§ **Exercise goal**
Please copy each line from the entries that contains the string "below".

§ **Material to process**

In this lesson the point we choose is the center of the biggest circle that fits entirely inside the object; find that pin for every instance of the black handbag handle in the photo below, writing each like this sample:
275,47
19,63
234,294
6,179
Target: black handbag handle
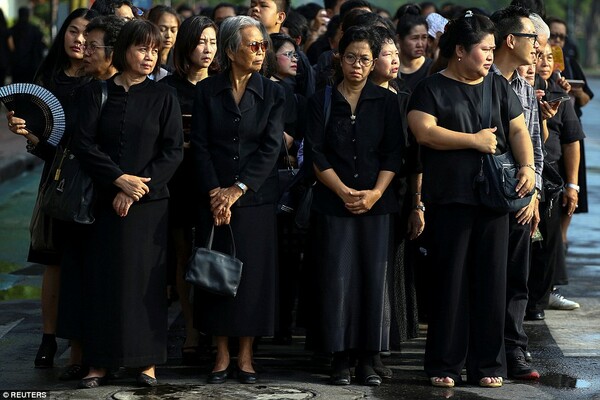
212,234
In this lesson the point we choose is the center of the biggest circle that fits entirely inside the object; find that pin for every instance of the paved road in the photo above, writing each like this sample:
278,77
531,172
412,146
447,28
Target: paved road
566,346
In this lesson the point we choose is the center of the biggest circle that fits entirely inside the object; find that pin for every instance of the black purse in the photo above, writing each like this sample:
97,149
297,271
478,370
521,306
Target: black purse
213,271
68,193
497,177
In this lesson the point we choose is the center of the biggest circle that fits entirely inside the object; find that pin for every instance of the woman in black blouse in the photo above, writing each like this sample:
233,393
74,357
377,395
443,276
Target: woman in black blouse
237,130
467,241
61,73
131,148
194,53
355,157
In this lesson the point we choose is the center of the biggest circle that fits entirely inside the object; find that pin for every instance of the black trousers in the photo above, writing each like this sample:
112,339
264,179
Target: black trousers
519,243
545,256
467,289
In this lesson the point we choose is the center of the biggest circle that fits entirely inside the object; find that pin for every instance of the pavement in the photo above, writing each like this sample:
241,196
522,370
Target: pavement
565,347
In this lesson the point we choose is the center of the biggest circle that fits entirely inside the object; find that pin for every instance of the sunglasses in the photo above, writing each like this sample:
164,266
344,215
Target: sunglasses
558,36
254,46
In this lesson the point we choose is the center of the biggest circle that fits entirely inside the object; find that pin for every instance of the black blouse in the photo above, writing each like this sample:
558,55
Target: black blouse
139,133
358,149
448,174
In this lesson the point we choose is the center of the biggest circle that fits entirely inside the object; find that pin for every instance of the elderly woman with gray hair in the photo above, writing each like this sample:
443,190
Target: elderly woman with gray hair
237,131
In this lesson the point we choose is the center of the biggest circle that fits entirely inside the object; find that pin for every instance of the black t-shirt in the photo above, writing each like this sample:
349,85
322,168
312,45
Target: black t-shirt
448,174
412,80
563,128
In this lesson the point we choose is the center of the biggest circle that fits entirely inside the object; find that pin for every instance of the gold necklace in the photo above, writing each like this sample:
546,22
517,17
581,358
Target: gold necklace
352,116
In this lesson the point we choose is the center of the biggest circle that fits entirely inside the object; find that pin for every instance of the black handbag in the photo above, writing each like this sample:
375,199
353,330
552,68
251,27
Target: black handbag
68,193
213,271
497,177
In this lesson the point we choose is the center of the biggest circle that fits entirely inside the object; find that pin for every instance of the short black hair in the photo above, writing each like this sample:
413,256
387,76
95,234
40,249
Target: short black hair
111,26
352,4
466,31
296,25
134,33
508,20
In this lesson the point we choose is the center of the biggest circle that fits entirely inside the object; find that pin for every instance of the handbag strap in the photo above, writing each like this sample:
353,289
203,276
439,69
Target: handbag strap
486,104
212,234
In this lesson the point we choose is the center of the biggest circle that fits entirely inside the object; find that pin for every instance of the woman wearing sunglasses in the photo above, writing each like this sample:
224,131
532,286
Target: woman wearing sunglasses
237,129
355,156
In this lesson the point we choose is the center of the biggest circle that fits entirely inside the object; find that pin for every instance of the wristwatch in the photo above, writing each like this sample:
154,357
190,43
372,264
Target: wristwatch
573,186
242,187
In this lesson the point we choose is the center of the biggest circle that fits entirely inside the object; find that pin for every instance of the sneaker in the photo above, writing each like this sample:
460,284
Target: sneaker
559,302
518,368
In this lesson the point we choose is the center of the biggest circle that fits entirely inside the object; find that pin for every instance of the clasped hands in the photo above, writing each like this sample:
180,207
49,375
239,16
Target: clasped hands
221,200
359,201
133,188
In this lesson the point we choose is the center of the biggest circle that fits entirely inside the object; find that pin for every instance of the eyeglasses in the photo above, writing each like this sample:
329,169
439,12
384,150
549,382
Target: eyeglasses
529,36
351,59
91,48
290,54
254,46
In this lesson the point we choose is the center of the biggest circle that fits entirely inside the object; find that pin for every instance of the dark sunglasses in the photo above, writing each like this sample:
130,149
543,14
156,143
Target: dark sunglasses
254,46
559,36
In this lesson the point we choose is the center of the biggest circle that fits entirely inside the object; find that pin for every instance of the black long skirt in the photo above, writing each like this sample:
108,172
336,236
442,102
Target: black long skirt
125,317
351,256
252,311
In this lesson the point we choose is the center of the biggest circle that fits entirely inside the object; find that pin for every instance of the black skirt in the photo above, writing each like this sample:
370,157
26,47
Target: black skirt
351,255
124,279
252,311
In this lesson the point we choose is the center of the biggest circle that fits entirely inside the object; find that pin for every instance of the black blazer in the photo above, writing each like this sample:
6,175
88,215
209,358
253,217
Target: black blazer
139,133
231,143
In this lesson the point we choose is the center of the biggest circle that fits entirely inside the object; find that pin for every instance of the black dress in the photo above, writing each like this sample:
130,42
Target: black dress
352,251
229,143
139,133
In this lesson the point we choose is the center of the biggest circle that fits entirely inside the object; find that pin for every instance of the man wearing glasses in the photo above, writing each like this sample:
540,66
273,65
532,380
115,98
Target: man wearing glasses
517,45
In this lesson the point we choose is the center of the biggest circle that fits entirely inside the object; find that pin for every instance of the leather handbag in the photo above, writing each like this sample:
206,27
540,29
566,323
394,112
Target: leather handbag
497,178
213,271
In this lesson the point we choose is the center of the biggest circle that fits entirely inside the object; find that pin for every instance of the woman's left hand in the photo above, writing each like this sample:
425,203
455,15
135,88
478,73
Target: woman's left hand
365,199
121,204
526,183
223,198
416,224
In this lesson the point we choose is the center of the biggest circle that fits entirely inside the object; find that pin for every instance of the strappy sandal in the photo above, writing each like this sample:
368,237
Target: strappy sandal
491,383
441,382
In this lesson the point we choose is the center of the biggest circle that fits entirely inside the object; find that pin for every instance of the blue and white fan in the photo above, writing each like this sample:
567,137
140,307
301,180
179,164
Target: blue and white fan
41,110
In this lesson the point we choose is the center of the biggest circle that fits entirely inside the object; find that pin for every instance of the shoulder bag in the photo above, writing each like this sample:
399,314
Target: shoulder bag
68,193
497,177
213,271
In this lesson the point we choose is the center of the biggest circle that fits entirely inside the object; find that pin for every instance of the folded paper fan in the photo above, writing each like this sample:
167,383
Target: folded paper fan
40,109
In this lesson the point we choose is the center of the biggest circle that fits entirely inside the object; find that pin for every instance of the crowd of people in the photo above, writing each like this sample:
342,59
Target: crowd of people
381,116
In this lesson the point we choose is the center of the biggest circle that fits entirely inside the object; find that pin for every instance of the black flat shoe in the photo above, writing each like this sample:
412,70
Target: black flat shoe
218,377
144,380
367,376
247,377
45,355
90,383
73,372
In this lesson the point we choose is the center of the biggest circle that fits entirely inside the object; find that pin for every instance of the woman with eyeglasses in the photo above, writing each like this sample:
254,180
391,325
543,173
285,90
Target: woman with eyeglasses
355,157
131,148
194,54
237,129
62,74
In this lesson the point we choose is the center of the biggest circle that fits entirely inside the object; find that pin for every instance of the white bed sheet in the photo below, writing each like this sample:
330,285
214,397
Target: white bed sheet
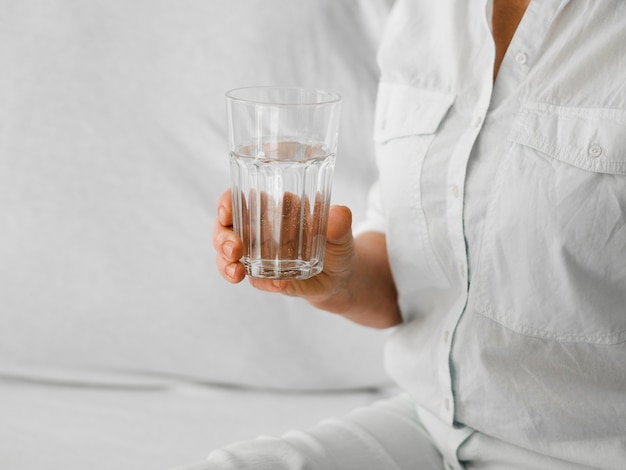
72,427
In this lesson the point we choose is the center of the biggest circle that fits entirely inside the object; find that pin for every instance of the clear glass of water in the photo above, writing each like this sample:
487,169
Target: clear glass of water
283,142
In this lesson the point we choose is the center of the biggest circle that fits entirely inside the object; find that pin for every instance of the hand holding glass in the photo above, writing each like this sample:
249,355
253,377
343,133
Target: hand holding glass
282,156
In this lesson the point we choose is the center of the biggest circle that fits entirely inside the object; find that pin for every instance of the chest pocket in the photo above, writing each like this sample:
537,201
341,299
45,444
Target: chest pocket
553,258
407,120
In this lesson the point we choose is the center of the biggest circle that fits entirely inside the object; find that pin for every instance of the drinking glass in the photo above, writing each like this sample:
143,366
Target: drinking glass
283,142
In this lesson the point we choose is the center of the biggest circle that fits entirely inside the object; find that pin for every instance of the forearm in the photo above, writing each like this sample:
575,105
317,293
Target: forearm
369,296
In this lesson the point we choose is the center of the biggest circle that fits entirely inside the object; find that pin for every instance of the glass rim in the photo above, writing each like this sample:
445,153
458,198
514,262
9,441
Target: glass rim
329,96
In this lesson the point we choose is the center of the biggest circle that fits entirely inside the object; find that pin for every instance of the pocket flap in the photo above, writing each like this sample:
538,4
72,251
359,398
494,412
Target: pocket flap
593,139
402,110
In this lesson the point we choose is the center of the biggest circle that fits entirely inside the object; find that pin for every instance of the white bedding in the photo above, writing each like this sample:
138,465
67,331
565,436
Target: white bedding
146,427
112,155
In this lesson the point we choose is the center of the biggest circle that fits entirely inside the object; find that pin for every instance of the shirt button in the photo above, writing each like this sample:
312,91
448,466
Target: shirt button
595,151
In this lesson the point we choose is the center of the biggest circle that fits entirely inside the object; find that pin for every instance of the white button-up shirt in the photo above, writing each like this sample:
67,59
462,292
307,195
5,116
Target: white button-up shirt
504,206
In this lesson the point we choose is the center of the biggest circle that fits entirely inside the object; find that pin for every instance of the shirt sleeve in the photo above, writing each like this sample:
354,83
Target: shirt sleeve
374,220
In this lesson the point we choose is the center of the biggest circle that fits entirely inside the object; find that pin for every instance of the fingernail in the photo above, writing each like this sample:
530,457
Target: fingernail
228,248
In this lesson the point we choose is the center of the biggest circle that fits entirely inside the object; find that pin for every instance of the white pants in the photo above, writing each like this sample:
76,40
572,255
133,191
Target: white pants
388,435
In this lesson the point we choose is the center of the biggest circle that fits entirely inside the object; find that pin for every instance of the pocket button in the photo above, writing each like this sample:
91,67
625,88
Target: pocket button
595,151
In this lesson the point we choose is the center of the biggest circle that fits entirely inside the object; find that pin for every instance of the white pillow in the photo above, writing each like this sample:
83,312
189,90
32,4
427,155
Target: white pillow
112,155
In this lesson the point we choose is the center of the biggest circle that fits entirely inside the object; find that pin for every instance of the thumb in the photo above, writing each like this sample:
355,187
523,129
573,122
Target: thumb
339,225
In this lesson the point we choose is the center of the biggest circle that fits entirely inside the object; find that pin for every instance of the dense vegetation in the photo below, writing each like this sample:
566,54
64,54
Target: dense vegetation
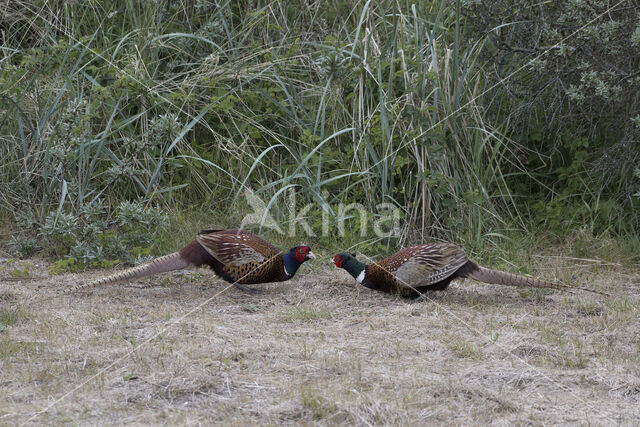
474,118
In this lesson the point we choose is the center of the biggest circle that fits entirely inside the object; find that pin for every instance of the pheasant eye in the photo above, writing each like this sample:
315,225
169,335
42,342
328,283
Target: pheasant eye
338,261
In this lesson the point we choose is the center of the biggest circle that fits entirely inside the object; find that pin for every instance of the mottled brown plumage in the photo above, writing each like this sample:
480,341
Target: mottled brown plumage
417,269
237,256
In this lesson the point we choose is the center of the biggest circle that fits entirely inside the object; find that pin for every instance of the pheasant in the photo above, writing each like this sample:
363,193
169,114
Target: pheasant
236,256
416,269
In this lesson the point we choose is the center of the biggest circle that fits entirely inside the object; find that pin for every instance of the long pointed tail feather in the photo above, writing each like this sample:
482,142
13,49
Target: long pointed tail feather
159,265
497,277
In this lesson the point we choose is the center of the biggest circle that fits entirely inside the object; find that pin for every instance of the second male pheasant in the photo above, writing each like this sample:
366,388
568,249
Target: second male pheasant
416,269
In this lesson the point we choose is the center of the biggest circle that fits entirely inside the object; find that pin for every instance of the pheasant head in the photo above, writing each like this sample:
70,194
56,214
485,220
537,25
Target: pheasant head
349,262
296,256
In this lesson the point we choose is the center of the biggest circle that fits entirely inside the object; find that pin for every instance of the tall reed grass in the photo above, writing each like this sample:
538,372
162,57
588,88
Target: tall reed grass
190,103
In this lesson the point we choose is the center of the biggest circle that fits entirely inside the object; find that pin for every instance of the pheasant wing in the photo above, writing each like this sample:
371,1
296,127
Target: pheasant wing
236,248
430,264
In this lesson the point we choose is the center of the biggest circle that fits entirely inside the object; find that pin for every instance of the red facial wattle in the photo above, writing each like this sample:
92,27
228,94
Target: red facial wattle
301,254
338,261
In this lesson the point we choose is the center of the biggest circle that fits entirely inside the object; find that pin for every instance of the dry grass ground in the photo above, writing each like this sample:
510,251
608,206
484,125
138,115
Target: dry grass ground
175,349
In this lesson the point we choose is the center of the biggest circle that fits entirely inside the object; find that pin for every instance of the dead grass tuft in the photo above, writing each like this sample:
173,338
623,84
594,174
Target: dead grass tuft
322,350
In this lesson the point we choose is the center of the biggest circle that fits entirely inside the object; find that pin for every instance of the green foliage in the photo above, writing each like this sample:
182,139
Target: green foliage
183,105
570,70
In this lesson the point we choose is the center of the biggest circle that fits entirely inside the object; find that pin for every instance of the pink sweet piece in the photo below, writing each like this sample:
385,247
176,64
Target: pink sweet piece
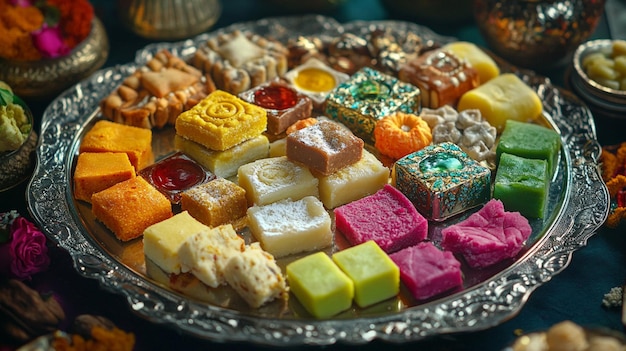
487,236
427,271
387,217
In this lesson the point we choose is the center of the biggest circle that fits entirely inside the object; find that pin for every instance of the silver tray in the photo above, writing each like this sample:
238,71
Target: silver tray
578,203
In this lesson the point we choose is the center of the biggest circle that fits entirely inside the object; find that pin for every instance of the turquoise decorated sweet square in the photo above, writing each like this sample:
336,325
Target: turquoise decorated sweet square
442,181
368,96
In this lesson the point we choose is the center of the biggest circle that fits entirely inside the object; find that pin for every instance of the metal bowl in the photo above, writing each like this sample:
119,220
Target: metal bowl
46,78
609,102
18,165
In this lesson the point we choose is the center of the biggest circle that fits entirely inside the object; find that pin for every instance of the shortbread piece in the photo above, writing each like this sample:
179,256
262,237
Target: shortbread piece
215,203
161,241
225,163
154,95
238,61
375,276
272,179
320,286
288,227
221,121
129,207
441,76
255,276
325,147
96,171
353,182
206,253
107,136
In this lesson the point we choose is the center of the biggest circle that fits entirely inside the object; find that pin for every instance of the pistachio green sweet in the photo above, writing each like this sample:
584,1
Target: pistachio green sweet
375,276
320,286
522,184
530,140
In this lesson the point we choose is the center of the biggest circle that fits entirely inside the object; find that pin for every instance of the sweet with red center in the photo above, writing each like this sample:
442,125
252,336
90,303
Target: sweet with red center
275,97
176,174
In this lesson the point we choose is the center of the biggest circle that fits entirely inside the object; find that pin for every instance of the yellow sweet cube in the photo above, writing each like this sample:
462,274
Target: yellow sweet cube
483,63
502,98
375,276
221,121
320,286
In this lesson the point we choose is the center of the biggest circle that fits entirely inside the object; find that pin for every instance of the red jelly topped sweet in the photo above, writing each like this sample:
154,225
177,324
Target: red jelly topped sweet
275,97
175,174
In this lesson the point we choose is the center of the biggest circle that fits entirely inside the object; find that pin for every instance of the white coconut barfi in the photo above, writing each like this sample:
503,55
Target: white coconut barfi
288,227
162,240
353,182
273,179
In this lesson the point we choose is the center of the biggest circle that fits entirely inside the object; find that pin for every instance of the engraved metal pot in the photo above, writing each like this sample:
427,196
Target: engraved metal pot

§ **Result of the task**
In this lesson the point we choose is the center of the biggest circle that fits entirely inside the object; find that pin for every instance of the black handbag handle in the photo below, writing each like this sample:
In this lesson the point we choose is the center of the biggest circle that fits entirely inside the object; find that pin for every instance of the white bed sheet in the photo below, writing each like this sample:
In this lesson the point we choose is the center of the biggest circle that fits entirely inside the object; find that pin for every instance of the dense vegetation in the photo below, writing each like this sample:
In this lesson the point we choose is the center of the biggest circle that fits entirely inside the object; find that pin for every instance of the pink sweet piece in the photo below, writing each like this sample:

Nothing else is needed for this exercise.